======== MATERIAL TO PROCESS
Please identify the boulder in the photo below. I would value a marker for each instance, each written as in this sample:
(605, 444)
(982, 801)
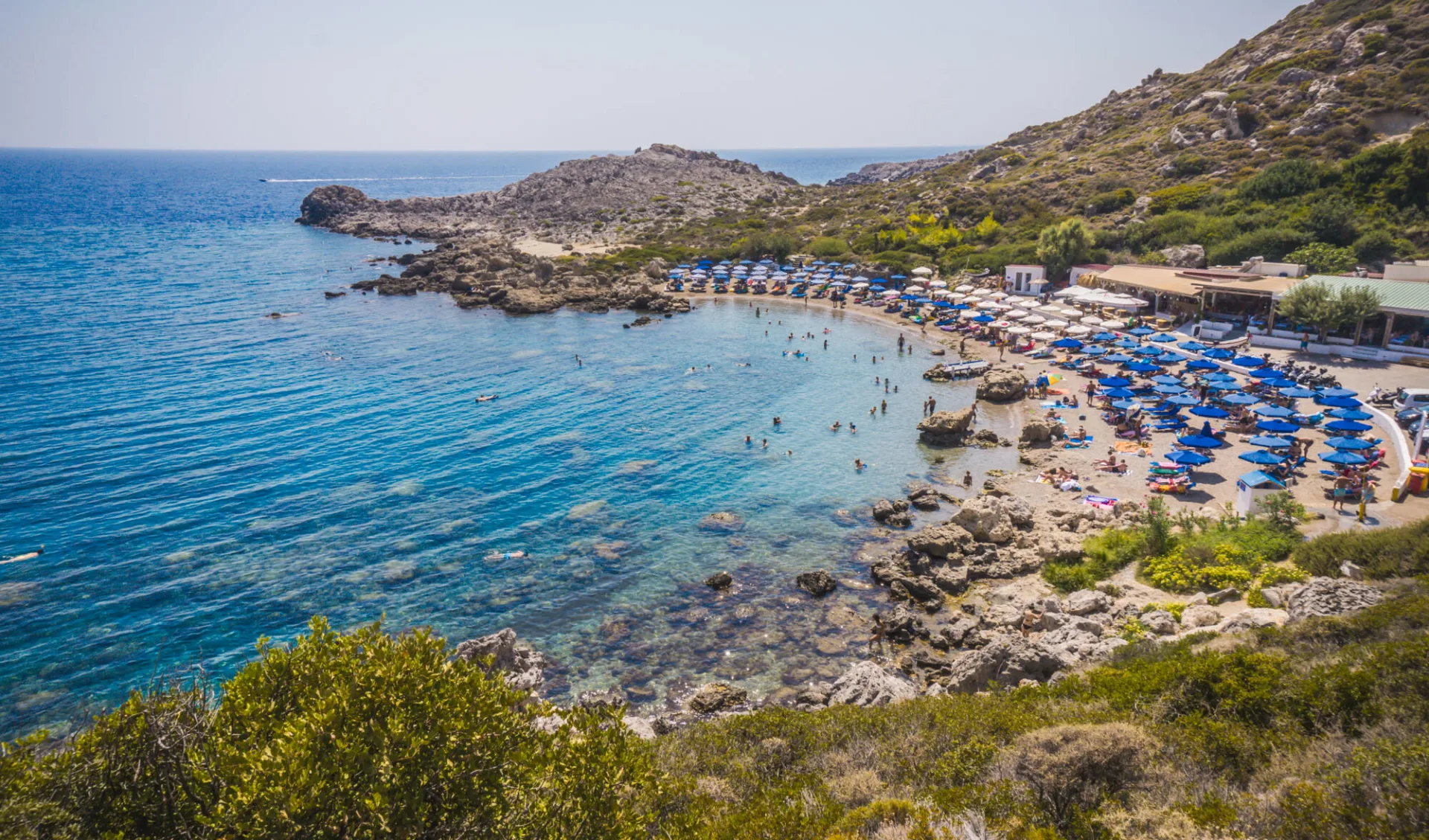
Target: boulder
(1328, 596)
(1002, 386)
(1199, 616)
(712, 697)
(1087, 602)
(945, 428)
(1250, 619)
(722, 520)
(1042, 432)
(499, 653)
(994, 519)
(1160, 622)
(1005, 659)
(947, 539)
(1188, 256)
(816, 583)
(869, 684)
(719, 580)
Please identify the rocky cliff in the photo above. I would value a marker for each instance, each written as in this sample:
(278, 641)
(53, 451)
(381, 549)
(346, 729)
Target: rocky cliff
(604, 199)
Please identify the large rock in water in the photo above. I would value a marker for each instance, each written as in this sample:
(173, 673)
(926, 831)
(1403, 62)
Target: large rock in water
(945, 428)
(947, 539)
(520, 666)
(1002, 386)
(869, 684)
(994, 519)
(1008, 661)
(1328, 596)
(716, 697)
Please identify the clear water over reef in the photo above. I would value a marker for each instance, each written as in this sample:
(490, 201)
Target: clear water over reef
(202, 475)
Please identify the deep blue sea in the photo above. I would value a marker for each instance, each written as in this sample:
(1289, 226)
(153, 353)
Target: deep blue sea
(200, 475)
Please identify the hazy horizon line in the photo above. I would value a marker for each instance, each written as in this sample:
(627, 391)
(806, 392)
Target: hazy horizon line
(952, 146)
================
======== MATERIAL TO PROCESS
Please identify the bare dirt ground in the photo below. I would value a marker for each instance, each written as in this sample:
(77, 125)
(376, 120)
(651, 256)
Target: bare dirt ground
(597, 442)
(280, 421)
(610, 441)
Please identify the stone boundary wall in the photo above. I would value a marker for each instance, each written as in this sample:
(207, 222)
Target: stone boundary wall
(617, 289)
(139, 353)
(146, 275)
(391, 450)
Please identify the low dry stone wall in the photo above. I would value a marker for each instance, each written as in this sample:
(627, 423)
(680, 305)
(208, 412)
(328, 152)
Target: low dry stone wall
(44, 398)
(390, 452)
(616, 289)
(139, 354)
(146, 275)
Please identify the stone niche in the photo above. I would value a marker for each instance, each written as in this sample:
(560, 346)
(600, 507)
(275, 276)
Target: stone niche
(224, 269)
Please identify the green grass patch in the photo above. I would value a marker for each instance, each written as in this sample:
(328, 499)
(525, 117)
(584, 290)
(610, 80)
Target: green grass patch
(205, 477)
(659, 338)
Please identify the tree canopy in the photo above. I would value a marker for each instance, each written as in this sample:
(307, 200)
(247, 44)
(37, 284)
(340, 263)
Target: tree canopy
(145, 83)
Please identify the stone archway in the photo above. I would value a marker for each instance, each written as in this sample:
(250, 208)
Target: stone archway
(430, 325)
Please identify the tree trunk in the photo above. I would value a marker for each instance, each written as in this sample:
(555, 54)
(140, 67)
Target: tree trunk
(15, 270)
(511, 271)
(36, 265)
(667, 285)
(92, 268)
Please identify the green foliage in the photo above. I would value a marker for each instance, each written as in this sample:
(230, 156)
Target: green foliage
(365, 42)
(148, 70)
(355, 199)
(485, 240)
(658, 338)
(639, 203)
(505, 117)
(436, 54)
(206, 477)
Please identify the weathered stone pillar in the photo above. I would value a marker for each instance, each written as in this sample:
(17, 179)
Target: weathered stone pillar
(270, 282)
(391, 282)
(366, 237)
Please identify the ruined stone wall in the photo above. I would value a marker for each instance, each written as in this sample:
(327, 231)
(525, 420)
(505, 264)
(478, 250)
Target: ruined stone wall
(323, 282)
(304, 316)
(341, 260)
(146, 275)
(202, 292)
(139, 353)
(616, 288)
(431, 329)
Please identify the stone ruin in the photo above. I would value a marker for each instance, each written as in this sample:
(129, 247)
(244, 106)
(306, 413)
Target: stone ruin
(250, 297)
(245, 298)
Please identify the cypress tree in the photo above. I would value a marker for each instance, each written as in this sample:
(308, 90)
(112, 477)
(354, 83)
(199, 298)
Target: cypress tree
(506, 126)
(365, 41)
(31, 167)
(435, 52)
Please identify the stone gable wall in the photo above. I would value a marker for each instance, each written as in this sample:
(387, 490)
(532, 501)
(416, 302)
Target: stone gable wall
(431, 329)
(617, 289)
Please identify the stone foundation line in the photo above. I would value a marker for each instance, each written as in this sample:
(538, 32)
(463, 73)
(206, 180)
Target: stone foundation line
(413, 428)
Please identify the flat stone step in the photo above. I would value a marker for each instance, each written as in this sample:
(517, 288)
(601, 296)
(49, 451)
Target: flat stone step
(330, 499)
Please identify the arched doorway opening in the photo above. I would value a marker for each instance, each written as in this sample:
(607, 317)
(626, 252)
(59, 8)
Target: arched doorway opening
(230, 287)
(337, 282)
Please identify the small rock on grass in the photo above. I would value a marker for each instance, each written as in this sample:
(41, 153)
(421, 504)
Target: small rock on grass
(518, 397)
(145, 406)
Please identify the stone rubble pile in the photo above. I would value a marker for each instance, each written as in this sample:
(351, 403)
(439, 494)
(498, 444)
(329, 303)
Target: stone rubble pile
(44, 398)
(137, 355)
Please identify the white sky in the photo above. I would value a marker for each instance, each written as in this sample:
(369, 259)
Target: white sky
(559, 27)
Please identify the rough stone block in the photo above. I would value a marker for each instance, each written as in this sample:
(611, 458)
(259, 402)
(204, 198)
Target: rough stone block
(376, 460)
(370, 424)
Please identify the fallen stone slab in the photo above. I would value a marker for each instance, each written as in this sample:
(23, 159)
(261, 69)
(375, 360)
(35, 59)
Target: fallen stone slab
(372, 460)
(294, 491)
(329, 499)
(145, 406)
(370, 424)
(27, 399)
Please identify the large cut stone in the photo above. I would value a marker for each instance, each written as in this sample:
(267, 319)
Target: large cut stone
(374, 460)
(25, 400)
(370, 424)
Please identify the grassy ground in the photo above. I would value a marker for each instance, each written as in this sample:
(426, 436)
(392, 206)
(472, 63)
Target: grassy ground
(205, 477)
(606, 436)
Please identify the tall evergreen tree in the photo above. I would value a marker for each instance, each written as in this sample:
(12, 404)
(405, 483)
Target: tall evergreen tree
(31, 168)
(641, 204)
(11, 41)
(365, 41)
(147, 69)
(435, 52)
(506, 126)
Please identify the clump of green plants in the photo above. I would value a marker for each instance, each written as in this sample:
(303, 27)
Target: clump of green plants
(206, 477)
================
======== MATERIAL TO PROCESS
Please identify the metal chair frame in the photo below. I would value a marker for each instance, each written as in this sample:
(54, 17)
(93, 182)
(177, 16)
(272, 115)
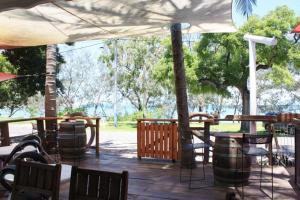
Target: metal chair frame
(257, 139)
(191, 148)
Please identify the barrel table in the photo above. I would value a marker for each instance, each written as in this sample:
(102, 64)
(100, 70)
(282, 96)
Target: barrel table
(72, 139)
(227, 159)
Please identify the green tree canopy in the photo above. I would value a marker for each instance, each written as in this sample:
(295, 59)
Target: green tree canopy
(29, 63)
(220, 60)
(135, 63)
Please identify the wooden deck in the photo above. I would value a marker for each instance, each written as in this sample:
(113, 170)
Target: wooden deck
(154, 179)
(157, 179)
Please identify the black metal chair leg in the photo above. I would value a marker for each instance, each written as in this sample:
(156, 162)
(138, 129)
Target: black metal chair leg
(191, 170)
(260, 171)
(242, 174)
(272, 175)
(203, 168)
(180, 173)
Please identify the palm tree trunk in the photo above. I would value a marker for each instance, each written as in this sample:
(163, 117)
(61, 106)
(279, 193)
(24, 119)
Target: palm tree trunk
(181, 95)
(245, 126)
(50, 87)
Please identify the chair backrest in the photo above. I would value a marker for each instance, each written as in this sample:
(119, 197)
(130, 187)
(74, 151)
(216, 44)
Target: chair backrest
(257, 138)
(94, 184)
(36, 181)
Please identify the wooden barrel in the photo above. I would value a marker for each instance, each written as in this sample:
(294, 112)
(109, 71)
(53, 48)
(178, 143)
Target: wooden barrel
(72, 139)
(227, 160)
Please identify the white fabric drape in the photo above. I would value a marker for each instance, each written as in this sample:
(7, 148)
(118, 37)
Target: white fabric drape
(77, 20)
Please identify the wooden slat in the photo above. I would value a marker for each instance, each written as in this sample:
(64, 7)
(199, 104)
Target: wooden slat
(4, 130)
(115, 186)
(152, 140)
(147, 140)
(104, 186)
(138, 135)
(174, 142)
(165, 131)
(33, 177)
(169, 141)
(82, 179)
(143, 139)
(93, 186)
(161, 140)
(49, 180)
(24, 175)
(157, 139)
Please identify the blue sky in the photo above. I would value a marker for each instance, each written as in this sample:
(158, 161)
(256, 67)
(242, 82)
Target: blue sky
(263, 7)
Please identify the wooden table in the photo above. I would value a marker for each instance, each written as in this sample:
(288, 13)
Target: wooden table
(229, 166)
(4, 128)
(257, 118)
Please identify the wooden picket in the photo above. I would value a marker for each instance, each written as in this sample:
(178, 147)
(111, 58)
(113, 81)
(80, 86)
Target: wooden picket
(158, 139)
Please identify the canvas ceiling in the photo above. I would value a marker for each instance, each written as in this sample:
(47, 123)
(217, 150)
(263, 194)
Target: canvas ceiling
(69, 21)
================
# PROBLEM DETAILS
Find the string "below" in the entries above. Copy each line where it occurs.

# EXERCISE RESULT
Please identify the boulder in the photo below. I would value a marker for each instance, each written as in this sample:
Please identify the bare dirt ground in the photo below. I would value a marker for each instance, each written as in this sample:
Please identify the metal chair frame in the photo below. I would value a marker for each instance, each written as in this sample:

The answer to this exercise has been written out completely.